== Given passage ==
-- Opening Marker --

1) Create a C++ source file that will contain your plugin(s).

  Plugins source file needs to include the headers of the plugin interface(s)
  that the plugin(s) inherits from. Plugin interfaces header files are
  contained in, :code:`${HEXAGON_TOOLCHAIN}/Tools/include/ELD/PluginAPI`.

3) Create a C++ class that inherits from the appropriate plugin interface(s) for each plugin.

4) Override virtual functions.

  Virtual functions are the means the linker works with the plugins.
  Each plugin interface provides hooks at various place in the linker
  codebase, the hooks functionalities are implemented by overriding
  virtual functions. There are also other virtual functions that
  do not implement functionalities for the hooks, but are required to
  work with the plugin infrastructure. Example of these virtual functions are:
  :code:`Plugin::GetName`, :code:`Plugin::GetLastError`,
  :code:`Plugin::GetLastErrorAsString` etc.

5) Associate the plugins with unique names.

6) Build a shared library for the source file.

  In a unix environment, shared library for the plugins can be created as::

    # Compile the plugins source file
    clang++ -c -I${HEXAGON_TOOLCHAIN_ROOT}/Tools/include ${SOURCE_BASENAME}.cpp -fPIC -stdlib=libc++

    # Link the plugin library with linker wrapper library, LW.
    clang++ -shared ./${SOURCE_BASENAME}.o -L${HEXAGON_TOOLCHAIN_ROOT}/Tools/lib -lLW -stdlib=libc++ -o lib${SOURCE_BASENAME}.so

7) Define :code:`RegisterAll` function in C linkage.

  :code:`RegisterAll` function goal is to register the plugins contained
  in the file. Registering a plugin here simply means to initialize
  a plugin object.

  Linker calls this function for each plugin library. This function should
  creates a plugin object for each plugin that the library contains.

8) Define a :code:`getPlugin(const char *pluginName)` function in C linkage.

  :code:`getPlugin(const char* plugin)` function goal is to return the
  requested plugin. Each plugin in the plugin source file should be uniquely
  identifiable by a name.

  Linker calls this function at the time of loading plugins to get a plugin
  object of plugin named :code:`pluginName`.

9) Make the plugin report its API version

  Linker verifies linker plugin compatibility. Linker will report an error
  and refuse to load a plugin if it determines that it is not compatible.

  Linker plugin compatibility is determined using Linker API version.
  Plugin API version consists of major and minor version numbers.
  A plugin is compatible with the linker if plugin's major API version is
  equal to the linker major API version and plugin's minor API version is
  equal or lower to the linker's minor API version. The major API version
  is incremented when a existing functionality in the API is changed in an
  incompatible way. Such changes are expected to be rare. The minor API version
  is incremented when new functionality is added to the Plugin API. Note that
  Plugin API versions are distinct from linker release version numbers. The
  current linker Plugin API version is reported by the :code:`--version`
  command line option.

  For the versioning mechanism to work, each plugin must report its API version
  by exporting the :code:`getPluginAPIVersion(unsigned int *Major, unsigned int *Minor)`
  function (with C linkage). For convenience, this function is defined in the
  header file :code:`PluginVersion.h` and including this file in one of the
  plugin's C++ source files will automatically make the plugin report its correct
  API version.

-- Closing Marker --

== The data ==

-- Opening Marker --

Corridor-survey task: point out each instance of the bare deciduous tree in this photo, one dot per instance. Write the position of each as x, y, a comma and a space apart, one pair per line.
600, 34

-- Closing Marker --

Does each statement below agree with the linker plugin guide? For (a), (b), and (c), answer yes or no and quote the guide's deciding words exactly.
(a) A plugin stays compatible when its minor API version is higher than the linker's minor API version.
(b) The linker calls the RegisterAll function for each plugin library.
(c) Plugin API versions match the linker release version numbers.
You won't need the material to do this.

(a) No: "plugin's minor API version is equal or lower to the linker's minor API version"
(b) Yes: "Linker calls this function for each plugin library."
(c) No: "Plugin API versions are distinct from linker release version numbers."